TEXTO:
--*--
En 2002 fue una sorpresa cuando un coronavirus responsable del síndrome respiratorio agudo grave (SARS), comenzó a expandirse desde el sur de China, alcanzó a 17 países, causó más de 8.000 infectados y dejó 800 muertos, además de un costo para la economía global de USD 40.000 millones. Pero a aquella primera epidemia global le siguieron otras, y la reacción del mundo fue idéntica.
“Nos sorprendimos en 2009 cuando una nueva cepa de gripe, la H1N1 o gripe A, surgió en México y causó pánico en el mundo entero. Nos sorprendimos en 2014 cuando el virus del ebola causó un brote en tres países de África occidental, con casi 30.000 casos y más de 11.000 muertes. Y aquí estamos ahora, enfrentando el nuevo coronavirus, al borde de convertirse en una pandemia global”, escribieron en Time Michael T. Osterholm, director del Centro de Investigaciones Infecciosas de la Universidad de Minnesota, y Mark Olshaker, escritor y documentalista, coautores de Deadliest Enemy: Our War Against Killer Germs (Enemigo mortal: nuestra guerra contra los gérmenes asesinos).
--*--
QUÉ HACER:
• a. Imprime sin cambiar nada todo lo que va desde "En 2002 fue" hasta "mundo fue idéntica." en el texto sobre las epidemias.
• b. Prosigue el texto sobre las epidemias a partir de su última oración.
Los ítems provienen de otra fuente.
--*--
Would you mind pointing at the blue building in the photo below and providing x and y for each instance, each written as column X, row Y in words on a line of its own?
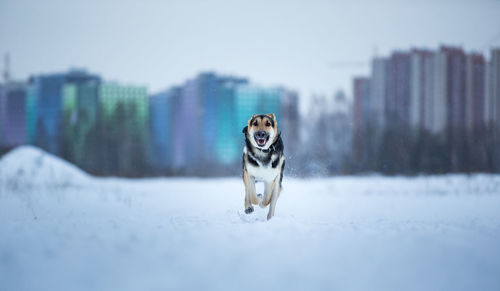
column 45, row 105
column 13, row 114
column 161, row 141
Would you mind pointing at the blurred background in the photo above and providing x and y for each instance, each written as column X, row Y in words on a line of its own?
column 150, row 88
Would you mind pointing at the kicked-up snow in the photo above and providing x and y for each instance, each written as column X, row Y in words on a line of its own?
column 69, row 231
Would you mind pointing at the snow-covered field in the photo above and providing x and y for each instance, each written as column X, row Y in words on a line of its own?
column 61, row 229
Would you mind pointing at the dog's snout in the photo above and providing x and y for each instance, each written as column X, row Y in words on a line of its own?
column 261, row 134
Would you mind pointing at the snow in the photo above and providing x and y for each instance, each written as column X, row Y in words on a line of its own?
column 61, row 229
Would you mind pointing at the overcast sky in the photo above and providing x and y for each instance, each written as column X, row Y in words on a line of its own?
column 311, row 46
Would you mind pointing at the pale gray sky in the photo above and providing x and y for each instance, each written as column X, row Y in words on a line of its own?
column 293, row 43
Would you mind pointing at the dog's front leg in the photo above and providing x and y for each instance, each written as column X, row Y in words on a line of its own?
column 275, row 192
column 268, row 191
column 250, row 196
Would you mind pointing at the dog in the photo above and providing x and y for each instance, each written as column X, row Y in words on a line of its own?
column 263, row 161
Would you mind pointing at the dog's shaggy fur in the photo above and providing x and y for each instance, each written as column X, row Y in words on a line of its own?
column 263, row 161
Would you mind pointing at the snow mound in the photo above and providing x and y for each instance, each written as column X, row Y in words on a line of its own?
column 28, row 167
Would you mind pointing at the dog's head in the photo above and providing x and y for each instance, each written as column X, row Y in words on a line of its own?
column 262, row 130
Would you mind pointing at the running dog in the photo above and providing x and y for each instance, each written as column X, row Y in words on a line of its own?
column 263, row 161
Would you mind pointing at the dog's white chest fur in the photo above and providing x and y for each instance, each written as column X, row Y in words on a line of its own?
column 264, row 172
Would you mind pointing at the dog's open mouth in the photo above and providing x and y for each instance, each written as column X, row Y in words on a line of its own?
column 261, row 141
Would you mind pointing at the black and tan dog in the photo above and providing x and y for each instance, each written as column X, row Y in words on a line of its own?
column 263, row 161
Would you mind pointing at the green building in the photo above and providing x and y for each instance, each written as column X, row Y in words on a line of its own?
column 123, row 130
column 79, row 105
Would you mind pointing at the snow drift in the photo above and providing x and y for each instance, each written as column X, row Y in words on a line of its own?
column 28, row 167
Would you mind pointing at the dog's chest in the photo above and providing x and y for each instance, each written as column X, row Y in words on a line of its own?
column 263, row 173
--*--
RESULTADOS:
• a.
En 2002 fue una sorpresa cuando un coronavirus responsable del síndrome respiratorio agudo grave (SARS), comenzó a expandirse desde el sur de China, alcanzó a 17 países, causó más de 8.000 infectados y dejó 800 muertos, además de un costo para la economía global de USD 40.000 millones. Pero a aquella primera epidemia global le siguieron otras, y la reacción del mundo fue idéntica.

• b.
Osterholm y Olshaker se manifestaron sorprendidos por la sorpresa, ya que en realidad los países “no se preparan para defender las enfermedades infecciosas del mismo modo que hacen con otras amenazas a la seguridad nacional”.
Con ellos coincidió Tom Frieden, ex director del Centro para el Control y la Prevención de las Enfermedades (CDC) de los Estados Unidos, quien observó sobre la expansión del COVID-19 desde Wuhan al mundo, con más de 42.600 personas infectadas en China y 1.016 muertos: “Estamos viviendo las consecuencias de no haber estado preparados para la siguiente gran epidemia”, escribió en The Washington Post. “Si actuamos ahora, podemos prevenir o reducir las epidemias futuras y salvar millones de vidas. La pregunta no es si surgirá otra pandemia, sino cuándo”.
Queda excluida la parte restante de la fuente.